▶ _TASK STATEMENT_
In the data below, begin at the line that has "of the grassy" and stop after the line that has "x=268, y=265". Write out only those lines in full, adjusting every x and y coordinate by -93.

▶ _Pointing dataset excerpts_
-------------------------
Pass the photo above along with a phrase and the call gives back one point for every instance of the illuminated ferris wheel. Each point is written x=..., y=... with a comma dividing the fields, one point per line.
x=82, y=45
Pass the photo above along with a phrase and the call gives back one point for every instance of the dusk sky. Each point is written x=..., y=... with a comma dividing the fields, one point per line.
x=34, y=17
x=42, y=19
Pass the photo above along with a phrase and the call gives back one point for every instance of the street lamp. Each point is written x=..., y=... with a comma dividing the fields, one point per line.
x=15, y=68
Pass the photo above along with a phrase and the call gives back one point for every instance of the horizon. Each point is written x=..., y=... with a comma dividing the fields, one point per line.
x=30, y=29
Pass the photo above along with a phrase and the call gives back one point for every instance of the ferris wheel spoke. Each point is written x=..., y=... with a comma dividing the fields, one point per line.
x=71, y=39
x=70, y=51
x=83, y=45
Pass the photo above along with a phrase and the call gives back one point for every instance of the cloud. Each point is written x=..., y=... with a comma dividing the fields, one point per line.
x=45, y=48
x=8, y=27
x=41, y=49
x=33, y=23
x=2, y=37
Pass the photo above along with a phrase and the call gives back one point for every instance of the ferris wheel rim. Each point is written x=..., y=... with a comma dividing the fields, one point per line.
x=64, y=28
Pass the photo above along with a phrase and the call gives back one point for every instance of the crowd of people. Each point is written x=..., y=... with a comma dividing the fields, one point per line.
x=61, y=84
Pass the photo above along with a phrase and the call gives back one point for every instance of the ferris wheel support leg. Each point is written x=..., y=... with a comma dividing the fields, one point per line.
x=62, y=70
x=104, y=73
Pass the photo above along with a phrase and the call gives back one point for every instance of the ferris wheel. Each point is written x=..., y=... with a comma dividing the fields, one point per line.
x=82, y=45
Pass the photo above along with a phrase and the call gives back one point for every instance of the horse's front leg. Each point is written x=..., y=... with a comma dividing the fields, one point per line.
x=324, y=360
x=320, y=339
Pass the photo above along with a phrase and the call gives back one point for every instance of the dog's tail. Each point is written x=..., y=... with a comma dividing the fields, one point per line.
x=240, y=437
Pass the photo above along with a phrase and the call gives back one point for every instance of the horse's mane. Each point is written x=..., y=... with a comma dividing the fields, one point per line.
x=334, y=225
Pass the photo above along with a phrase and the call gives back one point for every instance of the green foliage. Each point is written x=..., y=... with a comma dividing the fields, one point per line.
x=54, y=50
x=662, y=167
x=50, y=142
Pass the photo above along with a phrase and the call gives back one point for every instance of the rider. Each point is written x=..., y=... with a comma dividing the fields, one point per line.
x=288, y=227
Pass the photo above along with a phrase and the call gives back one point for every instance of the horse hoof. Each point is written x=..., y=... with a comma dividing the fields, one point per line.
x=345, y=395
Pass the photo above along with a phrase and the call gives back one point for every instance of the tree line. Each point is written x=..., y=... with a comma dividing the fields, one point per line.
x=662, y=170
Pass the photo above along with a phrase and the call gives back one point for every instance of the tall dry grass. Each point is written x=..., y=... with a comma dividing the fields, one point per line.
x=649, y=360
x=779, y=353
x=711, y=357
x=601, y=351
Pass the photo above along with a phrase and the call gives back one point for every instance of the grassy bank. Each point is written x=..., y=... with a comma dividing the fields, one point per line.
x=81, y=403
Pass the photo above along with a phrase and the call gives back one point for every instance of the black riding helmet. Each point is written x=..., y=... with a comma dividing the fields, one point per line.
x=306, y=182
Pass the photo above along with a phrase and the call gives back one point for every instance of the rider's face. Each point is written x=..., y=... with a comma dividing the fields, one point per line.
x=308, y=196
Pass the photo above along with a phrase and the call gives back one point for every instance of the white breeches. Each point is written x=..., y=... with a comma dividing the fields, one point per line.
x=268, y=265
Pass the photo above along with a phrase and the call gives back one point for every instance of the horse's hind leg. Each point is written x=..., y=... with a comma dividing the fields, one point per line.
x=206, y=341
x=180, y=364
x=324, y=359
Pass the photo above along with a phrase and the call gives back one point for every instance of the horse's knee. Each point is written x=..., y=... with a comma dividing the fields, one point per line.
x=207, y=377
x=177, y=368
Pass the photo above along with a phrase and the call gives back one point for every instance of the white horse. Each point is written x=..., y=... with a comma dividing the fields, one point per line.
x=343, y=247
-------------------------
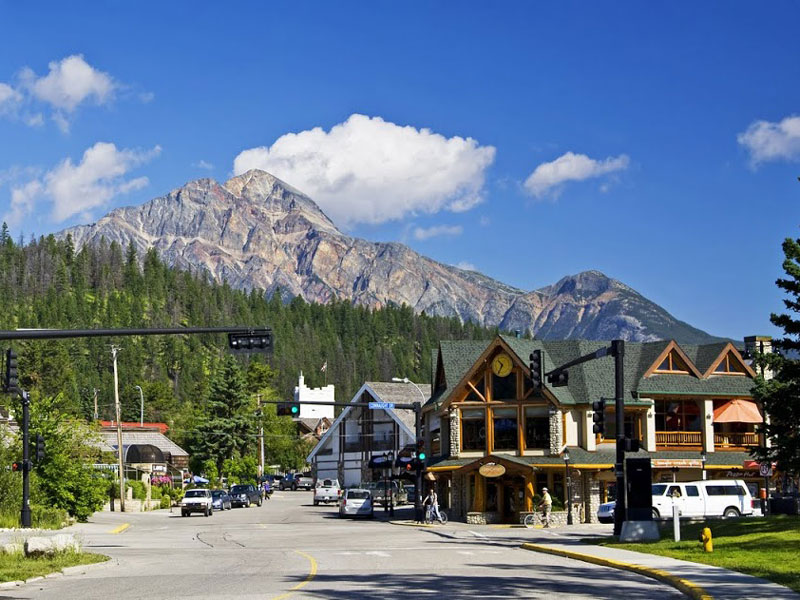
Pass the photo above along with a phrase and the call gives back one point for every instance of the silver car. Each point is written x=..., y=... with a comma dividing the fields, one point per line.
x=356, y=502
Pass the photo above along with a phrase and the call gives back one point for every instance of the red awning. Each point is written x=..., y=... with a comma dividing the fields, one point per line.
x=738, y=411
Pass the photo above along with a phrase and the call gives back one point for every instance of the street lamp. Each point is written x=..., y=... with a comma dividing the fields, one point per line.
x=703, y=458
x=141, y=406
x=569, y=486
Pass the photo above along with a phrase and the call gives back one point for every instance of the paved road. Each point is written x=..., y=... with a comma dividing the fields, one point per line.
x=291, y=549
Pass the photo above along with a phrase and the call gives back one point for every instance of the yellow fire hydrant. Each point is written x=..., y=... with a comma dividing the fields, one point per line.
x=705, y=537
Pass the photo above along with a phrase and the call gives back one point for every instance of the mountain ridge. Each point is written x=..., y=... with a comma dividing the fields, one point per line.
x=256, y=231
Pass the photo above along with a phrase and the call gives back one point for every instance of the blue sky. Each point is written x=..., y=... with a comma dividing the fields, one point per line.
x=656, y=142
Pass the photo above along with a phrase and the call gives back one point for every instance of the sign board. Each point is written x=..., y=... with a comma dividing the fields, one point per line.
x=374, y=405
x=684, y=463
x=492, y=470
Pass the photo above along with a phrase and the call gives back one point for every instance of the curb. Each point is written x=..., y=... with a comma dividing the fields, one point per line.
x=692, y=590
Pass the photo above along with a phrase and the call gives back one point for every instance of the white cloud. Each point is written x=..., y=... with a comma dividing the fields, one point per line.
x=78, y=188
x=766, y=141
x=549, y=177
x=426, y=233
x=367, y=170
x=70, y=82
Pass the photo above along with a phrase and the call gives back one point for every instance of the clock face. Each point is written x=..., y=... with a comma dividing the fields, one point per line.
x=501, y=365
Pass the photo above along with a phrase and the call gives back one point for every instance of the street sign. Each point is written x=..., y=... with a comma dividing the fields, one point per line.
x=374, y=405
-------------------------
▶ _TASK OUTPUT_
Pass the photo above along with a phrase and the call gives back one point for every instance of the grassy bank. Each point is written x=..., y=... with a comma dividing the fields, one point per line.
x=-12, y=310
Pass the photo above along with a phrase and the call gives back one point for every instance of the black riding helmet. Each point is written x=..., y=... with a comma dividing the fields, one point per line.
x=213, y=89
Pass the photo above along with a phrase and the call gives back one point for every instance of the rider's face. Each point is written x=..., y=... with a comma dividing the fields, one point per line.
x=215, y=103
Pass the photo above along with a phrase and the call gives back one point for every instance of the white breeches. Each point is written x=..., y=... with a comma dividing the fields, one point per line.
x=175, y=172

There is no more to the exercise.